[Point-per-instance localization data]

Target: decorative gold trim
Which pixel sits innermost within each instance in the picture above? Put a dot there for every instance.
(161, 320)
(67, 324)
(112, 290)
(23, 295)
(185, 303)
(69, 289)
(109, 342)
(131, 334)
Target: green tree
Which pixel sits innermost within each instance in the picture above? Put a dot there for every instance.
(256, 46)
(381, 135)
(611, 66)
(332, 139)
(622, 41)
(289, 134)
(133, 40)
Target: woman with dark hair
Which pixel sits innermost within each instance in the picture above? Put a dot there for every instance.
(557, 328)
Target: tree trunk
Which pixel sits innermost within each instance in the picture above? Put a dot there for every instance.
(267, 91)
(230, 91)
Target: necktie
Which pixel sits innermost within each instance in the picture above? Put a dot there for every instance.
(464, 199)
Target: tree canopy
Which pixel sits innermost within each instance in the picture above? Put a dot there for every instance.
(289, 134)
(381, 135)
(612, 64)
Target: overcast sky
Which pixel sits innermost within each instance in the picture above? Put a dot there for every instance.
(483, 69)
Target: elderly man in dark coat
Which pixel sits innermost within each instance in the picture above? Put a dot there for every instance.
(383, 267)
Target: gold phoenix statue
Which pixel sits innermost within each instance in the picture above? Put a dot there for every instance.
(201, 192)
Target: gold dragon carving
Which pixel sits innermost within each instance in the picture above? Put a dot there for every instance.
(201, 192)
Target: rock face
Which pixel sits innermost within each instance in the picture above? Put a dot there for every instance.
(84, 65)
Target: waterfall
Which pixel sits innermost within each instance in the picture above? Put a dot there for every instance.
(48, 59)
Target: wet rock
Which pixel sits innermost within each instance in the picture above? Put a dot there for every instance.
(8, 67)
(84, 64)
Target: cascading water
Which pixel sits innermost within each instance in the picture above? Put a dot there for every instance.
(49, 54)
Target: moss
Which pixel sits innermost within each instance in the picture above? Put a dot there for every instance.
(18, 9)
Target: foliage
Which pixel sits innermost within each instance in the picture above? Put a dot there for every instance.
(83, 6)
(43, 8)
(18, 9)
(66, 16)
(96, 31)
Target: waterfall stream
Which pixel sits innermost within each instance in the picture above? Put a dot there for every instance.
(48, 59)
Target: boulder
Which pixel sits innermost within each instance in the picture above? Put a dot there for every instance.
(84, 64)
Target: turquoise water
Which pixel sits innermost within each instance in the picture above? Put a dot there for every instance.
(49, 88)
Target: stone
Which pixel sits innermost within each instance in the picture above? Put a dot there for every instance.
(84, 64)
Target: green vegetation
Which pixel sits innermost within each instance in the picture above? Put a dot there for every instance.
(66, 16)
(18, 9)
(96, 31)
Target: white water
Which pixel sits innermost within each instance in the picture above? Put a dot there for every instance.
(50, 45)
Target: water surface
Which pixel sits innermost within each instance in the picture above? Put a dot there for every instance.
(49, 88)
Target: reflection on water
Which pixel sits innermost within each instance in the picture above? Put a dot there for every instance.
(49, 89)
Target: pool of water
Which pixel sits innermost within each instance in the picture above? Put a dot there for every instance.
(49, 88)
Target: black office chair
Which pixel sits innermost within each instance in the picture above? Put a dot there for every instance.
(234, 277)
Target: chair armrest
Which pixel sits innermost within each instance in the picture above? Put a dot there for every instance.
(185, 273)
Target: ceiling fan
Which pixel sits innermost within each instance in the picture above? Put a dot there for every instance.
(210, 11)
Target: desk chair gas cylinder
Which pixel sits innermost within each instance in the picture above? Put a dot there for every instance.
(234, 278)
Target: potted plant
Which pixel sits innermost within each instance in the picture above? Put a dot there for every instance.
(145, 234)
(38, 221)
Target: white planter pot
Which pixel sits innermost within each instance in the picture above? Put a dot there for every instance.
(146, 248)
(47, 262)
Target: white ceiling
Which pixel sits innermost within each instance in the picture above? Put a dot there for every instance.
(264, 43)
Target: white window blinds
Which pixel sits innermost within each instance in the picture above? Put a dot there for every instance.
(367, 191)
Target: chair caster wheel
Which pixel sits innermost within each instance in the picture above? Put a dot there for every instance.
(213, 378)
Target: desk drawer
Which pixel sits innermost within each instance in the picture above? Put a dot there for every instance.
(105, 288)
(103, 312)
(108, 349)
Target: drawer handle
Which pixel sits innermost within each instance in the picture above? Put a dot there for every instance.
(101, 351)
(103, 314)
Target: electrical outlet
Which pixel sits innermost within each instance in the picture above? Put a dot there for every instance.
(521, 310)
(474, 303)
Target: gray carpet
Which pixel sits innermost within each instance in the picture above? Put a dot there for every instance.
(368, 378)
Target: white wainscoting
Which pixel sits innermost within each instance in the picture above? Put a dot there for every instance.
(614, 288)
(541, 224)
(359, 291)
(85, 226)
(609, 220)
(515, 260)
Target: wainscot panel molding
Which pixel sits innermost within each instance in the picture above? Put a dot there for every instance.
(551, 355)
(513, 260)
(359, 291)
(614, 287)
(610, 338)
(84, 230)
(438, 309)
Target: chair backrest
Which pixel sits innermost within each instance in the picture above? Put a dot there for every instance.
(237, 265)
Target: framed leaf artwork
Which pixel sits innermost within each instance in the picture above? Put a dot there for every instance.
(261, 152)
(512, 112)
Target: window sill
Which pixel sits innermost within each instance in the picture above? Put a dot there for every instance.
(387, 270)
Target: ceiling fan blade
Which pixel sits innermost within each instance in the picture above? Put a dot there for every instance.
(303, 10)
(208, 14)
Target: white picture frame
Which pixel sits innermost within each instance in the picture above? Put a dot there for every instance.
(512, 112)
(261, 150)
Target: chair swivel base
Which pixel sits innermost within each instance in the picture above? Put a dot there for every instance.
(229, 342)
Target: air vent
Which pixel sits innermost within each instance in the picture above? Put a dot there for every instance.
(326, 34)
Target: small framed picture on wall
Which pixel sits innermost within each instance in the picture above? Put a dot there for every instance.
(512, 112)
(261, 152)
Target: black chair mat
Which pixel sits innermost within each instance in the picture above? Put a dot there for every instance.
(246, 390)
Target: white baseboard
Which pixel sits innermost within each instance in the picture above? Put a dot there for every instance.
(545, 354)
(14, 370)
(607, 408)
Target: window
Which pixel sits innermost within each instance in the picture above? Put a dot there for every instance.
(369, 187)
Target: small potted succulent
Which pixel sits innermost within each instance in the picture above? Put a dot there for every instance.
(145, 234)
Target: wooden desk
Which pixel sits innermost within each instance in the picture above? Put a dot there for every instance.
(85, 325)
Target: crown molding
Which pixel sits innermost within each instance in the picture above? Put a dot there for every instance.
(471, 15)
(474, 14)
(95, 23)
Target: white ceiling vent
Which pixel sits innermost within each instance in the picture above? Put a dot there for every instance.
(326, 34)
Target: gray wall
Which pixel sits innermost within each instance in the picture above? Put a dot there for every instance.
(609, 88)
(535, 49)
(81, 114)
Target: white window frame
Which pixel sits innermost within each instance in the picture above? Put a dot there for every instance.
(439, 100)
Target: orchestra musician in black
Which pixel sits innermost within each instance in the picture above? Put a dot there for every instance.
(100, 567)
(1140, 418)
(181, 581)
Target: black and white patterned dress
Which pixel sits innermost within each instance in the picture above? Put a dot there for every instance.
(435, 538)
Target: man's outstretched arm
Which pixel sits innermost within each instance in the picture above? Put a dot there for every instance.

» TASK DIRECTIONS:
Please reproduce the lines from the line with "Target: framed leaf artwork" to the line with "Target: white window frame", both ends included, exactly as they appear above.

» TASK RESULT:
Target: framed leaf artwork
Which pixel sits innermost within each instance in the picture above? Put a dot there for every instance.
(261, 152)
(512, 112)
Target: window sill
Which pixel sits innermost within each instance in the picture above? Put a dot there for every instance.
(387, 270)
Target: ceiling fan blade
Which pixel sits innermost within each instance in the picture above? Put a dot there for every instance.
(303, 10)
(208, 14)
Target: white picture frame
Which pixel sits innermost within each instance in the picture above? Put a dot there for every instance.
(512, 112)
(261, 150)
Target: chair swivel base
Which pixel sits innermost within each instance in the picture above? Put a dot there for every instance.
(229, 342)
Target: air vent
Which pixel sits innermost within each instance in the picture above? Put a dot there for every instance.
(326, 34)
Target: small framed picture on wall
Which pixel sits innermost within each instance in the picture above? Put a dot there for every instance.
(512, 112)
(261, 152)
Target: black chair mat
Which pixel sits innermost within each instance in the picture above? Put a dot there for every instance.
(246, 390)
Target: white baseboard
Which pixel sits innermost within each instance in the picture above? Put a dot there for every instance.
(545, 354)
(14, 370)
(607, 408)
Target: window
Which pixel sits innermost within each instance in the picture above? Put a dot there for every instance.
(369, 187)
Target: small potted succulent
Which pixel sits innermost within each instance in the picture above? Put a dot there for every instance.
(145, 234)
Target: wooden desk
Which pixel sits innermost within each instance in the picture above? Put a dot there for every instance.
(85, 325)
Target: crown molding
Which pixel sits innermost within each instance in the picture above? Put a dot there for every instance.
(471, 15)
(474, 14)
(95, 23)
Target: white ceiling vent
Which pixel sits innermost within each instance in the picture above? Put a dot there for every instance.
(326, 34)
Target: gray wall
Which pixel sits innermost within each instance in the picture above? Put a dot there for every instance.
(609, 88)
(535, 49)
(81, 114)
Target: white window frame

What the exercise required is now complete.